Source records:
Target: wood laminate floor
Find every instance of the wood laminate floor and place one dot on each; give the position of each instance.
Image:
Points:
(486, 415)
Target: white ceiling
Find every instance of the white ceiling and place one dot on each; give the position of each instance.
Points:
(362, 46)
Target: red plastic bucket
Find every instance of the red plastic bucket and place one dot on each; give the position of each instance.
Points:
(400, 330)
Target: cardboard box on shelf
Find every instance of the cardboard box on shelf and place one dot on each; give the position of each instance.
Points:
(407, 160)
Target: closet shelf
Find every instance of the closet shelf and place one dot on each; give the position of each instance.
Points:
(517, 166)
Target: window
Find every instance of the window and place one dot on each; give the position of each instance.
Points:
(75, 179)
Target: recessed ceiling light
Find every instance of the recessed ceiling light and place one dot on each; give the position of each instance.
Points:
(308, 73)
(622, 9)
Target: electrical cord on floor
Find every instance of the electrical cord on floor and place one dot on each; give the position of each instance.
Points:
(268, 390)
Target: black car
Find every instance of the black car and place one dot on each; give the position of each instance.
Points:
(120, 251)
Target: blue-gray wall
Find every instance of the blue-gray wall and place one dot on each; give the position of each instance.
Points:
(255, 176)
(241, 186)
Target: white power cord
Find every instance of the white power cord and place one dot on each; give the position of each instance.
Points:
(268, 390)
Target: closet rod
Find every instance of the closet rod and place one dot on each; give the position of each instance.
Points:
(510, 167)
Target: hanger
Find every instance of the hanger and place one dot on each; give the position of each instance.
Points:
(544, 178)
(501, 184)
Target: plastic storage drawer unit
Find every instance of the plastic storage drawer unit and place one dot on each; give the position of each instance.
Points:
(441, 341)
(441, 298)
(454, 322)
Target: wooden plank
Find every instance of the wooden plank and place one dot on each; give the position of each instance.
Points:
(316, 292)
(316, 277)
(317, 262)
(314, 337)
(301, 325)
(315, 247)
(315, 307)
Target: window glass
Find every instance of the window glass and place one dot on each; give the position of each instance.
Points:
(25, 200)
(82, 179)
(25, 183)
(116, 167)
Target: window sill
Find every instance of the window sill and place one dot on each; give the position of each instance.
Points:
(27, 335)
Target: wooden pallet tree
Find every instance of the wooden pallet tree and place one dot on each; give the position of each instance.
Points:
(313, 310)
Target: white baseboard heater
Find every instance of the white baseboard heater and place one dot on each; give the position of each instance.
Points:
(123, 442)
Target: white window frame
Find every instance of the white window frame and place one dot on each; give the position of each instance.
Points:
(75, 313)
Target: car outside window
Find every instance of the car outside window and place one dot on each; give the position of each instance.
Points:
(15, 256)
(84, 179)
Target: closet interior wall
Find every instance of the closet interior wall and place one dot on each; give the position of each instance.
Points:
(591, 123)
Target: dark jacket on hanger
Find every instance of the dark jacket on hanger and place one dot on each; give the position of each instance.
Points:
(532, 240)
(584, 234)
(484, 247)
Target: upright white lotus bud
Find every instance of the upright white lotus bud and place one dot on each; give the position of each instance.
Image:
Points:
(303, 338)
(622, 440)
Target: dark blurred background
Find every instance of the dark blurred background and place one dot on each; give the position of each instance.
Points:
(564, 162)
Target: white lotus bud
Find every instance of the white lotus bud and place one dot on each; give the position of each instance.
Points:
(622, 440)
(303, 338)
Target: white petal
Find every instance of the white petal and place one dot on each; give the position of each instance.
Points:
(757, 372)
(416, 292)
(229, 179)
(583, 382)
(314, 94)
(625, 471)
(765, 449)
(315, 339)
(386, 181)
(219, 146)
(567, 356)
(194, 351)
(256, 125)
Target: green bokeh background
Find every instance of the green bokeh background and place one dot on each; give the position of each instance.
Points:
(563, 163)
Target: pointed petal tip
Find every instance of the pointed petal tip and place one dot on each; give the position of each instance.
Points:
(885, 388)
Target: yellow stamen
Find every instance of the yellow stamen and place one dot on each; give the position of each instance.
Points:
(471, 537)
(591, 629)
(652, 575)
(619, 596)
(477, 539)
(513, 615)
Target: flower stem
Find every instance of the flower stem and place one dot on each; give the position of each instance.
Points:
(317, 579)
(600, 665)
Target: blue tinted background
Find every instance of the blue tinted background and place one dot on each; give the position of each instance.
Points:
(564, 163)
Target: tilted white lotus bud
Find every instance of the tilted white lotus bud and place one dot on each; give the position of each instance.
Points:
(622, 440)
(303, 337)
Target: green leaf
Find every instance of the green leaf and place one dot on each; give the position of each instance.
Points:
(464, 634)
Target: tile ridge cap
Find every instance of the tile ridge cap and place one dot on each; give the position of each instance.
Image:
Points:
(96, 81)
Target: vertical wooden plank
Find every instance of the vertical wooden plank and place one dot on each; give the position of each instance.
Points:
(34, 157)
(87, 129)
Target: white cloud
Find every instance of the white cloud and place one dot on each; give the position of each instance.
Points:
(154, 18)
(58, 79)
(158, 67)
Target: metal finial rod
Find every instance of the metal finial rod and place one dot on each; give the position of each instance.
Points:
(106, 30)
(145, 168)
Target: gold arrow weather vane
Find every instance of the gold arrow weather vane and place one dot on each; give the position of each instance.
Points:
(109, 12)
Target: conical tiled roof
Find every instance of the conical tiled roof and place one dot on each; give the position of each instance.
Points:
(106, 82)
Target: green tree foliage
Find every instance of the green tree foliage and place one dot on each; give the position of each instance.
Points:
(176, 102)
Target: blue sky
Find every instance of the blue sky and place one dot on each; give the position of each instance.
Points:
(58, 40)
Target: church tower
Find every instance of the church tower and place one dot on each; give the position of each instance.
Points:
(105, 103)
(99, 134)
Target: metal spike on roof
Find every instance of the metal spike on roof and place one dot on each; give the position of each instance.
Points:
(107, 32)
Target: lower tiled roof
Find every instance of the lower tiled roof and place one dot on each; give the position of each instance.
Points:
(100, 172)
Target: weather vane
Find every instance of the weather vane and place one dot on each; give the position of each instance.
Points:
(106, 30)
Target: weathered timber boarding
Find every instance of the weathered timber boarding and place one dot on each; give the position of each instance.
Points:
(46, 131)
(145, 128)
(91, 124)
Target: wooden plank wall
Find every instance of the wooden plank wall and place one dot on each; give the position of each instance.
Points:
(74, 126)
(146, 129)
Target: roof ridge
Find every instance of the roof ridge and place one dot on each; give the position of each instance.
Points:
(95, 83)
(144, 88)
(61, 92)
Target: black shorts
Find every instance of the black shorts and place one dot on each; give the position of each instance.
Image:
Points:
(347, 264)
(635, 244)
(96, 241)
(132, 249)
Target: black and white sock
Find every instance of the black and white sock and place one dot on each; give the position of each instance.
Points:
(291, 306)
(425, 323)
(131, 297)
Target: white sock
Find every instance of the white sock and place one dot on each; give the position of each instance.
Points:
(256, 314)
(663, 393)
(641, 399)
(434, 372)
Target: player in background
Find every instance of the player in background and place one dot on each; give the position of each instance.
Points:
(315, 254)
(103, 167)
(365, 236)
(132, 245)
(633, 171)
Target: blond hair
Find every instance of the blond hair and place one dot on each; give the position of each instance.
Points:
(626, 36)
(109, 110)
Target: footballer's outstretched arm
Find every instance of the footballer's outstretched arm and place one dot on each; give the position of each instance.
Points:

> _Action item_
Above are the records; copy every line in them that holds the word "footballer".

> _Completed exercise_
Target: footballer's outstretched arm
Find every instance of the footballer's outstretched arm and place one dot on each; give the position of each instance.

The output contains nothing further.